++++ Record extracts ++++

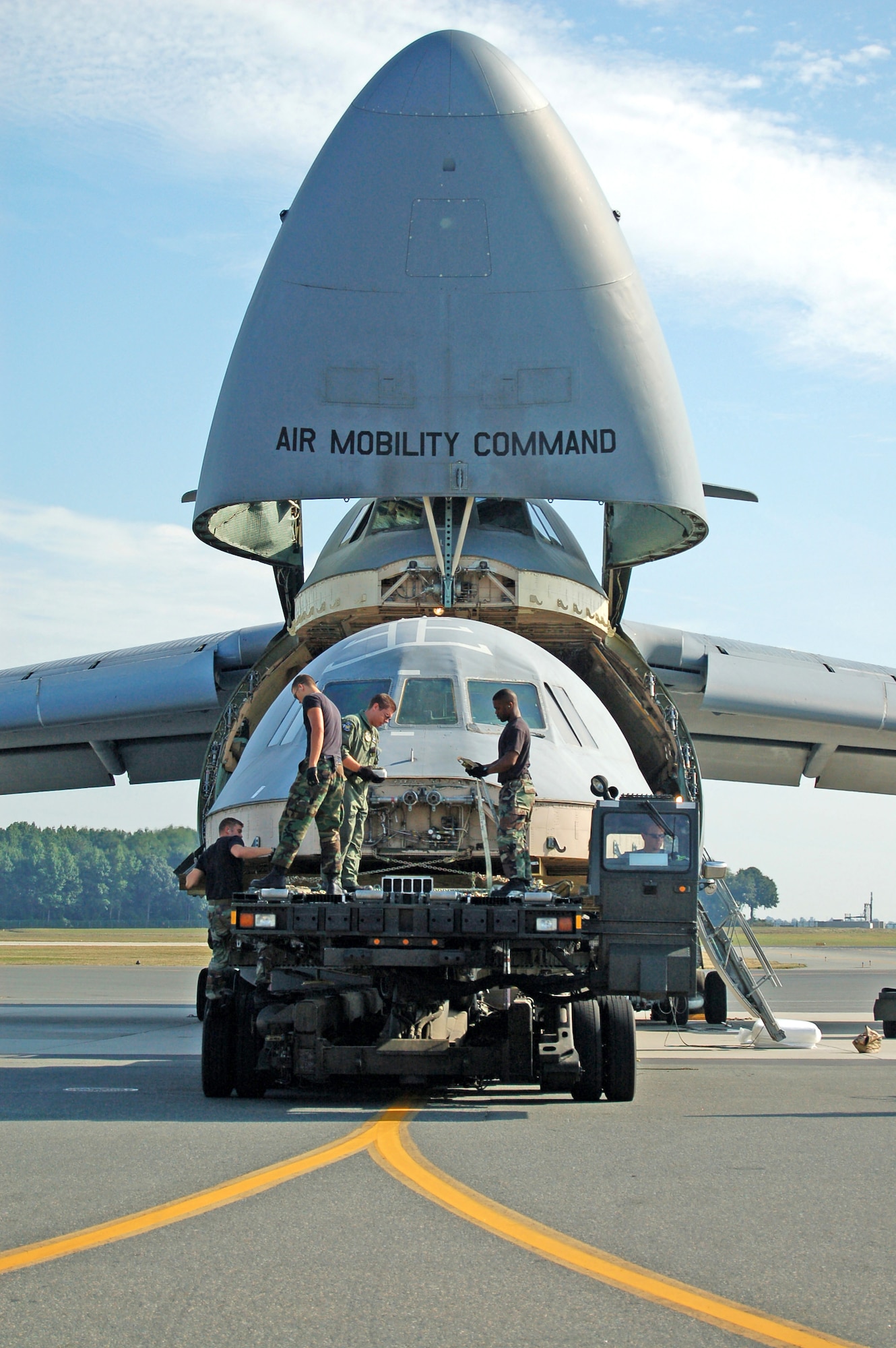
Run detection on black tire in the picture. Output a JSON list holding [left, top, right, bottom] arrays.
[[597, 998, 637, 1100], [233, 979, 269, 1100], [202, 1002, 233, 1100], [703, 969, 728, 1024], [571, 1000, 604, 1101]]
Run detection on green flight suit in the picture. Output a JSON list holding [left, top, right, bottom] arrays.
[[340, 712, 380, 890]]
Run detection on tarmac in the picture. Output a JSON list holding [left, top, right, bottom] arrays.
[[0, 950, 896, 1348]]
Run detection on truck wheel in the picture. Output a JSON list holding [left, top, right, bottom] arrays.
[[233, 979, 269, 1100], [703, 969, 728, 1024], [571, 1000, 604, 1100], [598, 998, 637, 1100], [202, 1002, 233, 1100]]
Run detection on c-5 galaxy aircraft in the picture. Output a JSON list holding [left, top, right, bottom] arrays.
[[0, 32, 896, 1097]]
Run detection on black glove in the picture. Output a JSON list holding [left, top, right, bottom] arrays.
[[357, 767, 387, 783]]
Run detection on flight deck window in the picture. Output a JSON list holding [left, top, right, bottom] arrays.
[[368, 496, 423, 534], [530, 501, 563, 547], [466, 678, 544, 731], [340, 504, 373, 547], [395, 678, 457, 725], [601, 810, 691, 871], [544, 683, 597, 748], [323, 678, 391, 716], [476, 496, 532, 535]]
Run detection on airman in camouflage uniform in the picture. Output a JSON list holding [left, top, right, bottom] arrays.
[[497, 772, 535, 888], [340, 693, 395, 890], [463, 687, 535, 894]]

++++

▶ [Directions]
Reproduce every one of the records above word for word, omitting the pictures.

▶ [Task output]
Run detection on black tire in the picture. Output a JSON list holding [left, top, right, bottom] arrays.
[[597, 998, 637, 1100], [233, 979, 269, 1100], [202, 1002, 233, 1100], [703, 969, 728, 1024], [571, 1000, 604, 1101]]
Run detection on green flight suit in the picture. Output a JSON list holding [left, top, right, bottom] arrays.
[[340, 712, 380, 890]]
Run detection on tarmac in the picture. Output a JSON list holding [left, top, right, bottom] arrays.
[[0, 950, 896, 1348]]
Run detection on truck wheel in the picture. Output a JSON list holding [left, top, right, bottom] arrays.
[[233, 979, 269, 1100], [703, 969, 728, 1024], [571, 1000, 604, 1100], [598, 998, 637, 1100], [202, 1002, 233, 1100]]
Run detection on c-5 galaxy aircraft in the picture. Output a JSON list holding [left, top, right, bottom] arrays.
[[0, 32, 896, 1097]]
Run detection on black glove in the picture. Output a JSON list holding [left, top, right, bottom] arrays.
[[357, 767, 387, 783]]
Run detection on flight deck window in the picture. Output a JSON list holding [left, top, right, bottom] arrays.
[[368, 496, 423, 534], [530, 501, 563, 547], [466, 678, 544, 731], [340, 504, 373, 547], [395, 678, 457, 725], [601, 810, 691, 871], [544, 683, 597, 748], [323, 678, 391, 716], [476, 496, 532, 535]]
Run detection on airman in camouflage uniform in the picture. Output a JSON list holding [left, top, right, bottom] arrays.
[[497, 772, 535, 888], [340, 693, 395, 890], [463, 687, 535, 894]]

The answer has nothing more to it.